» WHAT YOU NEED TO DO
Reproduce the records below word for word, omitting the pictures.

» DATA SHOWN
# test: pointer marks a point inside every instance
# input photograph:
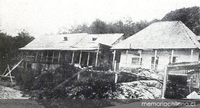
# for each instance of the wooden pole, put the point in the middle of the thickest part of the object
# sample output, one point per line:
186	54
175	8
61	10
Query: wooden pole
126	56
41	56
10	75
80	56
66	56
164	83
192	53
97	54
155	58
36	56
88	60
47	56
115	65
140	60
72	62
114	54
59	57
52	57
172	55
116	77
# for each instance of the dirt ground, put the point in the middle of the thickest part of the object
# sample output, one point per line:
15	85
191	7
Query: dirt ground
11	98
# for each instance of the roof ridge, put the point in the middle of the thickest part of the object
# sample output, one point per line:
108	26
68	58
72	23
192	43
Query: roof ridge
188	36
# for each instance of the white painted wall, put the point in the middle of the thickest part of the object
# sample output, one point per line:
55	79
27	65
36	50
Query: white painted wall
183	55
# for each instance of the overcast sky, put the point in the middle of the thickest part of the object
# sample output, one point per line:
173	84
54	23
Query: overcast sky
40	17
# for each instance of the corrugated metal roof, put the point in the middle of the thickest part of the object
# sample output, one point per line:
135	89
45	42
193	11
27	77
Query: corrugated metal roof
81	41
161	35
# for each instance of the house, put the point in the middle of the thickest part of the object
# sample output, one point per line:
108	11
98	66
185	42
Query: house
156	46
80	49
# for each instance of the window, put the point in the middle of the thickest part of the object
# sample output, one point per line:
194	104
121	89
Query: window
65	39
174	59
93	39
136	61
154	66
152	60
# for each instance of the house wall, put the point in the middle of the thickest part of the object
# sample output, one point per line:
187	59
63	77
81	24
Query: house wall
182	55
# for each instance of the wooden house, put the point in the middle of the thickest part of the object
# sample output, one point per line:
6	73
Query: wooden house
156	46
47	52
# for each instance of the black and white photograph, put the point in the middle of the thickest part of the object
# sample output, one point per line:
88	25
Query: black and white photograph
99	53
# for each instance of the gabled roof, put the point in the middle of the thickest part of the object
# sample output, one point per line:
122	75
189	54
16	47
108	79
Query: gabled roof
161	35
54	42
106	39
80	41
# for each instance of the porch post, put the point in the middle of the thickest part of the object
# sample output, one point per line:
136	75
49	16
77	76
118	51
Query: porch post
88	59
41	56
80	58
192	53
72	58
59	57
164	83
140	60
36	56
65	55
114	58
52	57
47	56
155	57
172	55
97	57
126	56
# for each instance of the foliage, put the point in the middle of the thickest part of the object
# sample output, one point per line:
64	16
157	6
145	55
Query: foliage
100	27
189	16
9	47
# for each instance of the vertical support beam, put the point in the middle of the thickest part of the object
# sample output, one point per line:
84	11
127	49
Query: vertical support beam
80	56
116	78
10	75
47	56
36	56
72	62
41	56
52	57
97	54
59	57
114	54
140	60
164	83
172	55
115	65
155	58
88	60
192	53
65	56
126	56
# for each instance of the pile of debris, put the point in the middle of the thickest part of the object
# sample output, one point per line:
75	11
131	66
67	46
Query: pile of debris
143	89
9	93
147	86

» RESULT OF THE EXERCISE
# test: pointer marks a point inside every instance
# input photograph:
# for each instance of the wooden pole, put the point in the middle of the thickest part of the object
# sample output, one point per line:
186	54
175	8
61	10
Query: wooden pole
126	56
41	56
10	75
80	56
66	56
164	83
192	53
97	54
155	58
36	56
88	60
47	56
115	65
140	60
72	62
114	54
59	57
52	57
172	55
116	77
# for each instance of the dirt ground, put the point in the middle of the thickest part of the object
# sample output, one point per line:
15	85
191	7
Query: dirt ground
11	98
# for each instance of the roof ridge, put the point in the middle of the thickest part of the object
# sample output, one point per line:
108	26
68	58
72	23
192	43
Query: roof ridge
188	36
# for each instance of the white painted wall, put the point in the middle of the thickest part of the object
# sample output, one point per line:
55	79
27	65
36	50
Query: white painted wall
183	55
# for each instance of the overcast sky, put the point in the middle of the thickest part of the object
# sample output, one point per line:
173	84
54	23
Query: overcast sky
40	17
# for each instance of the corrugated metal roof, put the point in the middle of the thickest part of the object
# sample output, one point per line:
135	89
45	42
193	11
27	77
Query: corrugated metal roof
81	41
161	35
# for each instance of the house, put the point in the middle of the thickest part of the object
# sample output, one point per line:
108	11
98	66
185	42
Query: house
156	46
80	49
# for each instance of the window, put the point in the middle of the thickest part of the object
# sample output, one point per line:
194	104
121	89
Query: window
65	39
174	59
93	39
136	61
154	66
152	60
# for each instance of the house wall, put the point in the middle of the thickest part of the object
# sample output, one point per line:
187	59
63	77
81	24
Query: house wall
182	55
# for each instance of the wooden house, put the point in the middle of the thickest part of the object
# sample output, one point per line:
6	73
Query: wooden house
156	46
47	52
# for each instance of the black and white photograph, put the point in the middle of the thickest part of the object
# sample output, one point per line:
88	25
Query: black and white photograph
99	53
# for each instance of the gabled roof, put the point in the middle of the thickest part of the object
# sample output, one point per line:
122	75
189	54
16	47
108	79
Query: gabled roof
161	35
54	42
106	39
80	41
# for each instance of the porch post, put the point in the middle of the thickest part of the object
# sample output, one point per line:
136	75
49	16
77	76
118	51
Query: porch post
88	59
41	56
80	58
192	53
72	58
59	57
164	83
140	60
36	56
65	55
114	58
52	57
47	56
155	57
172	55
97	57
126	56
# for each instance of the foliage, put the point in the middle of the thickest part of the object
# sample output, one point per line:
64	16
157	6
145	55
Query: foliage
100	27
189	16
9	47
# for each instance of the vertical support beam, put the point in the middle of the thickest part of the object
# sample output, one point per line:
84	11
127	49
Query: vertical support beam
80	56
116	78
10	75
47	56
36	56
72	62
41	56
52	57
97	54
59	57
114	54
140	60
164	83
172	55
115	65
155	58
88	60
192	53
65	56
126	56
# for each instance of the pile of debris, put the point in the middle of the thickest part of the object
# sample output, one point per line:
75	11
131	66
67	46
Query: pile of debris
143	89
9	93
147	86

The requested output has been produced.